Express only the lines below, from the one containing "Every instance of the wooden dresser" through the one containing "<point>506,128</point>", as a JSON list of strings with one string per line and blank lines omitted.

** Start Records provided **

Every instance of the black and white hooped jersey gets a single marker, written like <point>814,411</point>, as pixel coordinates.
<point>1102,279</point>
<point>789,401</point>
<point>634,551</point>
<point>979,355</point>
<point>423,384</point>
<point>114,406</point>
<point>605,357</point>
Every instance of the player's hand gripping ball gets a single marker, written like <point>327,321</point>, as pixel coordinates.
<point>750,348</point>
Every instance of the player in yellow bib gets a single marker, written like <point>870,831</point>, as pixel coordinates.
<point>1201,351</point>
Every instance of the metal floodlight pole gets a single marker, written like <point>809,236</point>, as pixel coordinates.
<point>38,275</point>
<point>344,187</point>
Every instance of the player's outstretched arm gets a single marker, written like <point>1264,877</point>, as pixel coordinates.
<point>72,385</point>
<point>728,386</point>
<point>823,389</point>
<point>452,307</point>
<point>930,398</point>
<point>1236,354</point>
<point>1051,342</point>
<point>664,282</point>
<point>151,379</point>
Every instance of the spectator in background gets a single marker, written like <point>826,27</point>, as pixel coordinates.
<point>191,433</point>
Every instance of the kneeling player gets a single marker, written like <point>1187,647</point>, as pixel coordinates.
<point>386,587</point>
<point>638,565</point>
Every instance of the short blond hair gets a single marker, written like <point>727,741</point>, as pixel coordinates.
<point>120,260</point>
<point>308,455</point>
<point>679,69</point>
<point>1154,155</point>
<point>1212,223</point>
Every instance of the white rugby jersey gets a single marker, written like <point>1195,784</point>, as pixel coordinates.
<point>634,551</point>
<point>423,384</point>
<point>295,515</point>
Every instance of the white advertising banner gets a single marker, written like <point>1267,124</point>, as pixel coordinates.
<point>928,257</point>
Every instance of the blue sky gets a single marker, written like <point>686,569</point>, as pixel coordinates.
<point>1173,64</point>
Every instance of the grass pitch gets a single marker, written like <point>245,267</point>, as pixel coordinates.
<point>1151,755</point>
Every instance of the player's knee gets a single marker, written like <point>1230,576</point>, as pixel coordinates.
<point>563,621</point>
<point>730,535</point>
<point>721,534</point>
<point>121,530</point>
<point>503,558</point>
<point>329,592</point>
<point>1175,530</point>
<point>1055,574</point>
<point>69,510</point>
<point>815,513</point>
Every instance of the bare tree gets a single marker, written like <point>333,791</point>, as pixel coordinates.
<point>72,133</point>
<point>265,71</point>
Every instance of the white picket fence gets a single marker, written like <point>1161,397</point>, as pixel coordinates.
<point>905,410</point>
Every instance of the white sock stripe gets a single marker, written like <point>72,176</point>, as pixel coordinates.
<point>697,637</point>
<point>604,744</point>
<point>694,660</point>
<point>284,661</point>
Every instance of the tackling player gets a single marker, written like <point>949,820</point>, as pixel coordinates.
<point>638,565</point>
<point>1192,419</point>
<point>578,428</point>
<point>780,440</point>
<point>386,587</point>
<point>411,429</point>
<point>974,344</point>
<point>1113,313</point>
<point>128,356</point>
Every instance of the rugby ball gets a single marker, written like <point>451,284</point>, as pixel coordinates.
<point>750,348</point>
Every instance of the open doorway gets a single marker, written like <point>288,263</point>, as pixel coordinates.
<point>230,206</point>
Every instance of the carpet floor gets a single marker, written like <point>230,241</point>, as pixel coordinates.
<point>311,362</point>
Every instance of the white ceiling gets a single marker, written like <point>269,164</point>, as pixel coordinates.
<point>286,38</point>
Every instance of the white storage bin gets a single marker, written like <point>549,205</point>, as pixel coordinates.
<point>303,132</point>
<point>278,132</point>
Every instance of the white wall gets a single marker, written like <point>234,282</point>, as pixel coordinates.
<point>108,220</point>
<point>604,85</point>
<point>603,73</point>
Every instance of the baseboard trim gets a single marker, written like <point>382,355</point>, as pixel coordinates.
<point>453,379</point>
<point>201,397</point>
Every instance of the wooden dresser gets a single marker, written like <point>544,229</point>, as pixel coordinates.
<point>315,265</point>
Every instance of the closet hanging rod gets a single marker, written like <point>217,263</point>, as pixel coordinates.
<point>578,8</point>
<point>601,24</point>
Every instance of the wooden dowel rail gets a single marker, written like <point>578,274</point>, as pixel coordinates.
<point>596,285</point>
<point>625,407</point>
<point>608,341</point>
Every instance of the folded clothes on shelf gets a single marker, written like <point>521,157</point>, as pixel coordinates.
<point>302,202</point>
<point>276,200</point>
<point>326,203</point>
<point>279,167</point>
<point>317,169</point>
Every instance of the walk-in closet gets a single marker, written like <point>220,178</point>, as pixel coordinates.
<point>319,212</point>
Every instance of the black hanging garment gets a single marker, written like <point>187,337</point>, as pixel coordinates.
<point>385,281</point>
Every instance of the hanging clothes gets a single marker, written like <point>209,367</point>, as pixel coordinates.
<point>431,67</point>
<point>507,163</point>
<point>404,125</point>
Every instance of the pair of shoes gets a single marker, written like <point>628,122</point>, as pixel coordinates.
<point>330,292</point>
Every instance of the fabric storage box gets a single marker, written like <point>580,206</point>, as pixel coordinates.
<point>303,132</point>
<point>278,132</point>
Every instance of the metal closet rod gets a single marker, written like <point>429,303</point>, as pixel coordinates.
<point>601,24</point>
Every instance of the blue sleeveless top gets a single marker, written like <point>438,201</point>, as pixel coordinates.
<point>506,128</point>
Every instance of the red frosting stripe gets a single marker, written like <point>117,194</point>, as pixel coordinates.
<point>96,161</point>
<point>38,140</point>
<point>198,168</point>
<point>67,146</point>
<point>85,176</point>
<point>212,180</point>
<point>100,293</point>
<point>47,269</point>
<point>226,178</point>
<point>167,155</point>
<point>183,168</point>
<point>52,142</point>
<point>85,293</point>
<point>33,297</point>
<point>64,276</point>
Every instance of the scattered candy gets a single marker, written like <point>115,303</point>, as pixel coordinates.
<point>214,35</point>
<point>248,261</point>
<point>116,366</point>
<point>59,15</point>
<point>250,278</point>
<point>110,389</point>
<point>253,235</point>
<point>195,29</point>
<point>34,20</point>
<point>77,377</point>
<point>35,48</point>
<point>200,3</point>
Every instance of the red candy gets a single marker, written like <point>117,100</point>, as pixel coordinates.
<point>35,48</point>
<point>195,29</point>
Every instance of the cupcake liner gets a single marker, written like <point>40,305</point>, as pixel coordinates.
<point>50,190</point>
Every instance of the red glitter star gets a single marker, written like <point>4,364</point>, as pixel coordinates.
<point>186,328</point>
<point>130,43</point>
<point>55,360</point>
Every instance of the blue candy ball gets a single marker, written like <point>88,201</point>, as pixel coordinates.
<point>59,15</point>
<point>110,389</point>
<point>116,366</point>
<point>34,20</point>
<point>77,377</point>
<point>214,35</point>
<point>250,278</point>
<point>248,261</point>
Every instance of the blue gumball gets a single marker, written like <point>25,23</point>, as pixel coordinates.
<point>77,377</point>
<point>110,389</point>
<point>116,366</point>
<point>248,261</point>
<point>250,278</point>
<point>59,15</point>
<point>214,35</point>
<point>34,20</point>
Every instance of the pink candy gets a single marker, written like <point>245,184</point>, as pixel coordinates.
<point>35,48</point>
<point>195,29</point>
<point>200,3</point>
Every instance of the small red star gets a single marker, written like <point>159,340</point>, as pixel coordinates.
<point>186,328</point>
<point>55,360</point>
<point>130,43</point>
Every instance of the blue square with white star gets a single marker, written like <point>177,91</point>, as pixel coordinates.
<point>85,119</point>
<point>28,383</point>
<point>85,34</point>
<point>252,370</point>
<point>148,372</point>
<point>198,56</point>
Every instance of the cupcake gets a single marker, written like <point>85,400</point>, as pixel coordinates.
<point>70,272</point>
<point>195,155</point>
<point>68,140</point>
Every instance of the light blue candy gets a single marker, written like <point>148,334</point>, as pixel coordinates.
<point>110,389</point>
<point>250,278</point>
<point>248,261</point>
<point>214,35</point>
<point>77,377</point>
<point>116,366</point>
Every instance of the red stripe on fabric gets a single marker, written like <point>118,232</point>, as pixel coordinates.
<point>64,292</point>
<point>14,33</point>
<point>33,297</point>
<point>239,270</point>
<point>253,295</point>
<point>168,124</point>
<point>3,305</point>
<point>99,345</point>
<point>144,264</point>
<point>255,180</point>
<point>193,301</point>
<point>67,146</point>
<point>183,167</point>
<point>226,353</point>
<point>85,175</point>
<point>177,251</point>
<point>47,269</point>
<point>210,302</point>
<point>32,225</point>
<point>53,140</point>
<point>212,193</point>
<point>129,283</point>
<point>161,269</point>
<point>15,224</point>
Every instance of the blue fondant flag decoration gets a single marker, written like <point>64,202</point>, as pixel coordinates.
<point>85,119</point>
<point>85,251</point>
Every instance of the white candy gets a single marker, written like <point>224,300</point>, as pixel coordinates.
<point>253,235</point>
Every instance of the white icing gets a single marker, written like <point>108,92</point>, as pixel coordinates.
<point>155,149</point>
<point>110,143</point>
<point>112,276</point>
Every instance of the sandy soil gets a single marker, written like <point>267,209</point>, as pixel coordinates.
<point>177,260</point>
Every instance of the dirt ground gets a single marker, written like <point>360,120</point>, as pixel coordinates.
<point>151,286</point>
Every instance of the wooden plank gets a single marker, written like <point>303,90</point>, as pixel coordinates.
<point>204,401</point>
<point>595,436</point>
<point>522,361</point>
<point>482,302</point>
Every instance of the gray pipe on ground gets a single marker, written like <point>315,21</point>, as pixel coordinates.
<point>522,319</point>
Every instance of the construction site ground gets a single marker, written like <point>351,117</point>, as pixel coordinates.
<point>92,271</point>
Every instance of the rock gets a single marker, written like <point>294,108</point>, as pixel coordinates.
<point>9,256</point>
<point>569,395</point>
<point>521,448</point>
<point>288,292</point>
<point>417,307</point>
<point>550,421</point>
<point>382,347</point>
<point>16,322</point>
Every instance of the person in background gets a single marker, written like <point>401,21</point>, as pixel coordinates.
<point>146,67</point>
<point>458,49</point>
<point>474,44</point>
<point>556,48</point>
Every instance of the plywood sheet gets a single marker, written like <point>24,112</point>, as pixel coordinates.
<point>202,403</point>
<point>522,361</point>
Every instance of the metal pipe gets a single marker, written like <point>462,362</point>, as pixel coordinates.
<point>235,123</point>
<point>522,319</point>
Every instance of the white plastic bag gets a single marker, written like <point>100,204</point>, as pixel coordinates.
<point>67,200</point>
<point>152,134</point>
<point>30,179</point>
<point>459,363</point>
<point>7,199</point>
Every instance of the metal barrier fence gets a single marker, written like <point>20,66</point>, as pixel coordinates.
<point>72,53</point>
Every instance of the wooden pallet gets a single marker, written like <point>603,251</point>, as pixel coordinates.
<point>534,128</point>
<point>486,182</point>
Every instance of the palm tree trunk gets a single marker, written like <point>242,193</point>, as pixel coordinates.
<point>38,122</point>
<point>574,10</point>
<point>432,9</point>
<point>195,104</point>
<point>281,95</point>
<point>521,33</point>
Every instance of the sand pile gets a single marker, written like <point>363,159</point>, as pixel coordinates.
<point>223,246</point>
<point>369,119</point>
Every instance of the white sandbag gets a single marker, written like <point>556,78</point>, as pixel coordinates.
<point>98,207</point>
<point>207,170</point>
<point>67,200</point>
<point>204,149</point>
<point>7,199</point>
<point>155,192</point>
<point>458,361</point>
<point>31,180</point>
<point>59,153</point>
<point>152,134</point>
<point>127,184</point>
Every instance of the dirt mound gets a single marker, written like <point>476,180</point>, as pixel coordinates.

** End Records provided **

Solution to the exercise:
[
  "Every instance of the wooden dresser gets a single marker, written like <point>544,229</point>, as pixel coordinates.",
  "<point>315,265</point>",
  "Every instance of the closet hanging rod gets a single marker, written like <point>217,263</point>, as pixel coordinates.",
  "<point>578,8</point>",
  "<point>601,24</point>",
  "Every instance of the wooden dowel rail gets a single marker, written like <point>578,274</point>, as pixel coordinates.",
  "<point>596,285</point>",
  "<point>625,407</point>",
  "<point>608,341</point>",
  "Every instance of the folded clothes on shelf gets a single marker, written like <point>521,157</point>, as pixel coordinates.",
  "<point>302,202</point>",
  "<point>276,200</point>",
  "<point>326,203</point>",
  "<point>279,167</point>",
  "<point>317,169</point>",
  "Every instance of the walk-in closet gets a single marker, written like <point>220,178</point>, as pixel coordinates.",
  "<point>319,212</point>",
  "Every instance of the black hanging garment gets a single marker, written like <point>187,337</point>, as pixel coordinates.",
  "<point>385,281</point>",
  "Every instance of the hanging clothes gets a single marker, written like <point>209,367</point>, as pixel coordinates.",
  "<point>431,67</point>",
  "<point>507,163</point>",
  "<point>404,125</point>",
  "Every instance of the pair of shoes gets a single marker, written like <point>628,122</point>, as pixel coordinates.",
  "<point>330,292</point>",
  "Every instance of the fabric storage box gets a single marker, written like <point>580,206</point>, as pixel coordinates.",
  "<point>303,132</point>",
  "<point>278,132</point>",
  "Every instance of the metal closet rod gets a single marker, written like <point>429,303</point>, as pixel coordinates.",
  "<point>601,24</point>",
  "Every instance of the blue sleeveless top gets a single marker, written like <point>438,201</point>, as pixel coordinates.",
  "<point>506,128</point>"
]